Give every line of the material again, exactly as written.
### Records supplied ###
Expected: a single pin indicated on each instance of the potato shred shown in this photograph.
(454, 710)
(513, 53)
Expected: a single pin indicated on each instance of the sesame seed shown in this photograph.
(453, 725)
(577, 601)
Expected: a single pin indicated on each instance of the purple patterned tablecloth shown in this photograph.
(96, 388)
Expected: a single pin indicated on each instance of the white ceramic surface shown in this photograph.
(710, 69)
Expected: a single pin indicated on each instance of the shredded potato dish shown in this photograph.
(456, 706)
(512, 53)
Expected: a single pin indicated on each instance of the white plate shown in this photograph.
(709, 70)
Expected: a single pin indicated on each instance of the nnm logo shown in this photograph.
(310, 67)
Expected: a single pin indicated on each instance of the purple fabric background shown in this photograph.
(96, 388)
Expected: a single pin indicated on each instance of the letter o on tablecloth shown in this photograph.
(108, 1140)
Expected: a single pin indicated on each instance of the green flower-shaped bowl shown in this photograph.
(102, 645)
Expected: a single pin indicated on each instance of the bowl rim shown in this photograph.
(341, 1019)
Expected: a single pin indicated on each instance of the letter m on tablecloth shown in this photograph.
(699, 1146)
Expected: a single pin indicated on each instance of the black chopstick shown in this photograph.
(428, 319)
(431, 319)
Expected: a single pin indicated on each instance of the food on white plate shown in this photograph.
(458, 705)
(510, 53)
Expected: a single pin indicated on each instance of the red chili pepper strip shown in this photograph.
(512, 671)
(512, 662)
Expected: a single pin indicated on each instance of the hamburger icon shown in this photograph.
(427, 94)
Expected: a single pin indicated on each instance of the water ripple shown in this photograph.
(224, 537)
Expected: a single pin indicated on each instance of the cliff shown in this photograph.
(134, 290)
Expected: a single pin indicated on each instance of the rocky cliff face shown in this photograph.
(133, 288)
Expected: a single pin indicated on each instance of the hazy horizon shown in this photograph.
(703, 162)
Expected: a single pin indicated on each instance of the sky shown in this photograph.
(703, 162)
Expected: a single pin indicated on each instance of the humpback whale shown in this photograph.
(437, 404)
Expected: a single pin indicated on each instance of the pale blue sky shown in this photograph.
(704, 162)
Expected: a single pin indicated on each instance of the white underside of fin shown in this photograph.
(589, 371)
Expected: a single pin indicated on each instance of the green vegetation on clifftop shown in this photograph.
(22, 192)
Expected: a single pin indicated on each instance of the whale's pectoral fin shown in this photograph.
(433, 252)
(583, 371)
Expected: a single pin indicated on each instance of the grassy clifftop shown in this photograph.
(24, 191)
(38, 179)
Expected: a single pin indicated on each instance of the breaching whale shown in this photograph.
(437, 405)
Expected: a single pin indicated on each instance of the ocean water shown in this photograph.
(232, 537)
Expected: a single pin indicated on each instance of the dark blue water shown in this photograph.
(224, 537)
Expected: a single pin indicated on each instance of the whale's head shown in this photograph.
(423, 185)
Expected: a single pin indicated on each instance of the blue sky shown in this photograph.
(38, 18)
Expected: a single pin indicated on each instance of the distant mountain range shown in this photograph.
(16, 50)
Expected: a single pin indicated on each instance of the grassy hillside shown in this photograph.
###
Solved problem:
Expected: a single pin indicated on each instance of the potato shred shown in this photograph.
(454, 710)
(513, 53)
Expected: a single pin indicated on each instance of the sesame seed shown in this photograph.
(453, 725)
(577, 601)
Expected: a single pin indicated on each instance of the purple patterned tablecloth shown in this photograph.
(96, 388)
Expected: a single pin indicated on each instance of the white ceramic surface shown in this photograph.
(710, 69)
Expected: a single pin indicated on each instance of the shredded potato dish shown in this photograph.
(456, 706)
(512, 53)
Expected: a single pin indicated on each instance of the white plate shown in this photograph.
(709, 70)
Expected: a single pin indicated on each instance of the nnm logo shown in this photograph.
(310, 67)
Expected: a single pin indicated on each instance of the purple fabric background shown in this photograph.
(96, 388)
Expected: a single pin indicated on each instance of the letter o on tablecloth shown in this photograph.
(108, 1140)
Expected: a single pin indicated on each instance of the green flower-shaped bowl shown in this photograph.
(102, 645)
Expected: a single pin indicated on each instance of the bowl rim shown in this photograph.
(341, 1019)
Expected: a single pin indicated on each instance of the letter m on tablecloth shown in this photograph.
(699, 1146)
Expected: a single pin indicated on each instance of the black chopstick shown in this photograph.
(428, 319)
(431, 319)
Expected: a single pin indicated on each instance of the food on white plate shown in this photograph.
(458, 705)
(510, 53)
Expected: a single pin indicated on each instance of the red chili pepper strip shown in this photograph.
(512, 671)
(512, 662)
Expected: a single pin indicated on each instance of the hamburger icon shown in this photograph.
(427, 94)
Expected: a single pin indicated on each instance of the water ripple shown in this photograph.
(224, 537)
Expected: a single pin indicated on each instance of the cliff shown in this photograph.
(134, 290)
Expected: a single pin indicated on each instance of the rocky cliff face shown in this photograph.
(133, 288)
Expected: a single pin indicated on each instance of the hazy horizon shown in this photograph.
(703, 162)
Expected: a single pin indicated on each instance of the sky shown in this photograph.
(703, 162)
Expected: a single pin indicated on each instance of the humpback whale shown in this photograph.
(437, 404)
Expected: a single pin indicated on each instance of the pale blue sky shown in this photograph.
(704, 162)
Expected: a single pin indicated on each instance of the white underside of fin shown in this photograph.
(589, 371)
Expected: a single pin indicated on each instance of the green vegetation on clifftop shown in this photograph.
(22, 192)
Expected: a single pin indicated on each instance of the whale's pectoral fin shown in this photograph.
(433, 252)
(583, 371)
Expected: a single pin indicated on each instance of the grassy clifftop shown in this photograph.
(24, 191)
(38, 179)
Expected: a single pin indicated on each instance of the breaching whale shown in this photograph.
(437, 405)
Expected: a single pin indicated on each instance of the ocean water shown in this photograph.
(232, 537)
Expected: a single pin indicated on each instance of the dark blue water shown in this photograph.
(224, 537)
Expected: a single pin indicated on each instance of the whale's head shown in this photograph.
(423, 185)
Expected: a single pin indicated on each instance of the blue sky shown in this photograph.
(38, 18)
Expected: a single pin indicated on each instance of the distant mountain range shown in this photograph.
(16, 50)
Expected: a single pin indicated on each instance of the grassy hillside shown in this photograph.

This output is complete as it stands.